● **Required task**
Would you extract the whole listing below and retype it exactly?

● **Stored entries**

━━━━━━━━

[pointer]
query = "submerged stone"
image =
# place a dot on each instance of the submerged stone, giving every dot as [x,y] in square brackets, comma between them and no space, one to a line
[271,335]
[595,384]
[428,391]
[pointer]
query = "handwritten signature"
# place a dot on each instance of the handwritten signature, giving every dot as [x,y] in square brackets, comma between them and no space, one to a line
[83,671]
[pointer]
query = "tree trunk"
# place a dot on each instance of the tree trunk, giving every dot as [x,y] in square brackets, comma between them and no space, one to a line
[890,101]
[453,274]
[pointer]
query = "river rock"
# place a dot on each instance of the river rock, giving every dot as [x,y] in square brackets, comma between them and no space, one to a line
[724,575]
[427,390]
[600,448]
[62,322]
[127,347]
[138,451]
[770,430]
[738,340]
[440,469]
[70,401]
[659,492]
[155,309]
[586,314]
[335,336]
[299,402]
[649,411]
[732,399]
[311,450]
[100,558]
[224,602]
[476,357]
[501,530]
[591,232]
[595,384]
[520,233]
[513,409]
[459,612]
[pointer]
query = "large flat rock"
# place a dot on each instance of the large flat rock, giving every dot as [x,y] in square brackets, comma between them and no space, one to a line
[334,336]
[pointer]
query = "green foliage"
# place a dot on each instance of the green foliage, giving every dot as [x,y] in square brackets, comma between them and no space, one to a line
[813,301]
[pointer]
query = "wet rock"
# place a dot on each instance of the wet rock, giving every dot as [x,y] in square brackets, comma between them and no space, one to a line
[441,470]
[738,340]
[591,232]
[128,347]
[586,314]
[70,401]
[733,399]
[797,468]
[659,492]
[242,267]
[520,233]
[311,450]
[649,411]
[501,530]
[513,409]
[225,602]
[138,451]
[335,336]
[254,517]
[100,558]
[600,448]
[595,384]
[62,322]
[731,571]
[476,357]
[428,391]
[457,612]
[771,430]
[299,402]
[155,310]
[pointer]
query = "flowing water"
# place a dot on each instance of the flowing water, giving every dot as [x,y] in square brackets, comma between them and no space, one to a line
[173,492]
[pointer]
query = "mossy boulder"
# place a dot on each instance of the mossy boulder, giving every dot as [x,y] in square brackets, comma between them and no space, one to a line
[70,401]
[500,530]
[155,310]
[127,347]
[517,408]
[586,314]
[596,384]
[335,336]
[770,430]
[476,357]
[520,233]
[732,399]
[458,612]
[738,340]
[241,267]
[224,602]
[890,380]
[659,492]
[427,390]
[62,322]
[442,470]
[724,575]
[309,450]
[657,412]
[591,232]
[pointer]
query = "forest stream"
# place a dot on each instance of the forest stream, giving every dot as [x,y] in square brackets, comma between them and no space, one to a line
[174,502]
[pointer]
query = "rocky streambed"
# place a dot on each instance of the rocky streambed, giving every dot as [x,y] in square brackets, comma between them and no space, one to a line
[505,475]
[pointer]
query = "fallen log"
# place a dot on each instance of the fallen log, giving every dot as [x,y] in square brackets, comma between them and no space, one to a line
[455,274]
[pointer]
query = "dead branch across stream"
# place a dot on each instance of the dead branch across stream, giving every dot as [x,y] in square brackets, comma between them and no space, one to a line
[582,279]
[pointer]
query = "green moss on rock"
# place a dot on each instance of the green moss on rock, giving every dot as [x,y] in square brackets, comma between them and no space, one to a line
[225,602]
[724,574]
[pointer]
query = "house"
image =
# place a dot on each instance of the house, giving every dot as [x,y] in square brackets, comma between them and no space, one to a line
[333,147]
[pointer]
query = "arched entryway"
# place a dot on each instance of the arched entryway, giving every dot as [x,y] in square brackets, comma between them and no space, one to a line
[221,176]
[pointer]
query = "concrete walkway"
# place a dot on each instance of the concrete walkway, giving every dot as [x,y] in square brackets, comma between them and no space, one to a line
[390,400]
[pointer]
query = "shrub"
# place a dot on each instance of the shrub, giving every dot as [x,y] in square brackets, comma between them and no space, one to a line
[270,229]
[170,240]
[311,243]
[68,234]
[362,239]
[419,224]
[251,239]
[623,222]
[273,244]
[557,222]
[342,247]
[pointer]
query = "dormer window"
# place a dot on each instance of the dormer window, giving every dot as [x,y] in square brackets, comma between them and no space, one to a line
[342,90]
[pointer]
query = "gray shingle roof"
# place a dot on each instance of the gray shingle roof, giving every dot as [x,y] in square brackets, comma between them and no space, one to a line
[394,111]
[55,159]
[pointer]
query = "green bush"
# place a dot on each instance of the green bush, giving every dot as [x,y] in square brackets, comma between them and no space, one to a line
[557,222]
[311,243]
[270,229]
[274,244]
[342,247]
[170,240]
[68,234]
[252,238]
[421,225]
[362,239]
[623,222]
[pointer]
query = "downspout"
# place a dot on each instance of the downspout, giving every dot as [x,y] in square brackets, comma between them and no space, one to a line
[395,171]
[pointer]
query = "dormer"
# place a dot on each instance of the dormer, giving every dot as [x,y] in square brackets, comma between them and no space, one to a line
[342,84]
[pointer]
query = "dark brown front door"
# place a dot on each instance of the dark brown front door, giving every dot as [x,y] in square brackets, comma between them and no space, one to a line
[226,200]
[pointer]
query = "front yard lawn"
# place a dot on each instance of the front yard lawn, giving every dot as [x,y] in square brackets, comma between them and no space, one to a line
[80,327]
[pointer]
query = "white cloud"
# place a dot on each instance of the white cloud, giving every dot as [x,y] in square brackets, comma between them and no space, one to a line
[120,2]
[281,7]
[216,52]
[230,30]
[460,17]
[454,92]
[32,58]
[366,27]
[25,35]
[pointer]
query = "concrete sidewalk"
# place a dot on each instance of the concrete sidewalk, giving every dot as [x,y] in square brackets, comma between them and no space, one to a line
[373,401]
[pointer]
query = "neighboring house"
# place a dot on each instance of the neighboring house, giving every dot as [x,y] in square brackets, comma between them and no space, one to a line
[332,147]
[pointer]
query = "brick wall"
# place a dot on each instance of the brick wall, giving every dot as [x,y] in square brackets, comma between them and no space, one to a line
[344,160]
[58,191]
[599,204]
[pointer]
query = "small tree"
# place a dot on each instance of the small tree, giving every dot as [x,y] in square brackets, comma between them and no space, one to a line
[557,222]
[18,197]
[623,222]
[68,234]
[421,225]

━━━━━━━━

● **Solution for this problem**
[pointer]
query = "submerged stone"
image =
# place a dot on each instance of the submerged stone, giving every dot as [x,y] in square brackets, comma between them and no space, one to a line
[271,335]
[595,384]
[428,391]
[pointer]
query = "handwritten signature"
# place a dot on each instance of the handwritten signature, giving every dot as [x,y] in square brackets, comma between them and no space, one to a line
[83,671]
[pointer]
query = "tree trunk"
# place a dot on each instance of the tree trunk, giving every dot as [x,y] in square brackets, comma between them and no space, one to a line
[890,101]
[453,274]
[pointer]
query = "river rock"
# place a dot on each instance of the river rock, giving every dot as [x,y] in square brackets, comma between them and no space, one to a line
[724,575]
[427,390]
[600,448]
[62,322]
[127,347]
[138,451]
[770,430]
[738,340]
[440,469]
[70,401]
[659,492]
[155,309]
[586,314]
[335,336]
[299,402]
[649,411]
[732,399]
[311,450]
[100,558]
[224,602]
[476,357]
[501,530]
[591,232]
[595,384]
[520,233]
[513,409]
[459,612]
[pointer]
query = "large flat rock"
# place a dot on each instance of the large flat rock, giving every dot as [x,y] in square brackets, comma between them and no space, one to a line
[334,336]
[pointer]
query = "green foliage"
# place a dot on each instance of the green foliage, giving every dot as [x,y] in square brackets, comma between them and no space, one to a line
[813,301]
[pointer]
query = "wet rock"
# place a dot on each instance of the wet rock, giving every dot as [x,y] in square brackets, comma between them and no space, one to a line
[441,470]
[738,340]
[591,232]
[128,347]
[586,314]
[70,401]
[733,399]
[797,468]
[659,492]
[242,267]
[520,233]
[311,450]
[649,411]
[501,530]
[513,409]
[225,602]
[138,451]
[335,336]
[254,517]
[100,558]
[600,448]
[595,384]
[62,322]
[731,571]
[476,357]
[428,391]
[457,612]
[771,430]
[299,402]
[155,310]
[pointer]
query = "flowing water"
# place a dot on each instance of the flowing water, giving every dot as [x,y] in square brackets, comma between them and no space, one to a line
[173,492]
[pointer]
query = "mossy boulder"
# place a dot on each instance of the mossy boulder, giving every dot as [x,y] in square brackets, comma between them and no space, one to a line
[70,401]
[500,530]
[155,310]
[127,347]
[517,408]
[586,314]
[596,384]
[335,336]
[770,430]
[476,357]
[520,233]
[732,399]
[458,612]
[738,340]
[241,267]
[224,602]
[890,380]
[659,492]
[427,390]
[62,322]
[442,470]
[724,575]
[309,450]
[657,412]
[591,232]
[pointer]
query = "forest stream"
# place a dot on each instance of the forest stream, giving every dot as [x,y] in square brackets, comma between them and no space, one to a line
[174,502]
[pointer]
query = "rocky streambed"
# place a dot on each instance of the rocky streambed, giving every dot as [x,y] in square brackets, comma between them and no space, one to a line
[505,475]
[pointer]
query = "fallen log"
# place a dot on each instance of the fallen log, giving every dot as [x,y] in square brackets, comma between them and no space, one to a line
[455,274]
[pointer]
query = "dead branch across stream"
# place a dot on each instance of the dead branch across stream, giving every dot as [x,y] in square brackets, comma between them and no space, one to a line
[582,279]
[pointer]
query = "green moss on rock"
# place a dot on each instance of the green moss on rock, giving every dot as [x,y] in square brackets, comma between them and no space, one to a line
[225,602]
[724,574]
[pointer]
query = "house"
image =
# place a dot on each instance of the house, giving every dot as [x,y] in square brackets, comma between them and no space, one to a line
[333,147]
[pointer]
query = "arched entryway"
# place a dot on each instance of the arched entryway, giving every dot as [x,y] in square brackets, comma between them and no space, one to a line
[221,176]
[pointer]
query = "concrete walkway"
# place a dot on each instance of the concrete walkway, giving every dot as [x,y] in square brackets, comma between them and no space, one to a line
[390,400]
[pointer]
query = "shrub"
# place a dot on each instance of the shrub, giving every dot as [x,y] in square brackets, comma between them and no space, one to a line
[270,229]
[170,240]
[311,243]
[68,234]
[362,239]
[419,224]
[251,239]
[623,222]
[273,244]
[557,222]
[342,247]
[pointer]
query = "dormer window"
# place a dot on each instance of the dormer window, giving every dot as [x,y] in square brackets, comma between them and no space, one to a line
[342,90]
[pointer]
query = "gray shingle roof"
# place a dot on each instance of the gray shingle roof, giving every dot as [x,y] in square brackets, comma between them and no space, one to a line
[394,111]
[55,159]
[pointer]
query = "green bush"
# place a dot on each instance of the green bush, giving every dot as [x,y] in square brackets, comma between them and no space, one to a line
[557,222]
[311,243]
[270,229]
[274,244]
[342,247]
[170,240]
[68,234]
[252,238]
[421,225]
[362,239]
[623,222]
[pointer]
query = "downspout"
# place a dot on each instance of the downspout, giving every dot as [x,y] in square brackets, comma between them and no space, one to a line
[395,171]
[pointer]
query = "dormer"
# place a dot on each instance of the dormer, giving every dot as [x,y] in square brackets, comma between them and no space, one to a line
[342,84]
[pointer]
query = "dark brown front door"
# place a dot on each instance of the dark brown front door, giving every dot as [x,y] in square brackets, comma between them and no space, one to a line
[226,200]
[pointer]
query = "front yard lawn"
# place a dot on each instance of the front yard lawn, giving every dot as [x,y] in square brackets, comma between them and no space, one to a line
[80,327]
[pointer]
query = "white cloud"
# place a dot on each instance of the white cloud, giving every dot as [x,y] in square brackets, comma between them and no space, one to a line
[120,2]
[281,7]
[216,52]
[230,30]
[460,17]
[454,92]
[32,58]
[366,27]
[25,35]
[pointer]
query = "concrete sidewalk"
# place a dot on each instance of the concrete sidewalk, giving every dot as [x,y] in square brackets, comma between them and no space, one to a line
[373,401]
[pointer]
query = "neighboring house"
# place a dot on each instance of the neighboring house, giving every dot as [x,y] in square brackets, comma between them and no space, one to a line
[332,147]
[pointer]
query = "brick wall"
# place a dot on each instance of the brick wall, giving every dot as [x,y] in square brackets, comma between them and no space, one to a line
[344,160]
[58,191]
[599,204]
[pointer]
query = "small tree"
# place a dot on each instance of the small tree, giving every dot as [x,y] in square brackets, comma between them and no space, one to a line
[557,222]
[18,197]
[623,222]
[68,234]
[421,225]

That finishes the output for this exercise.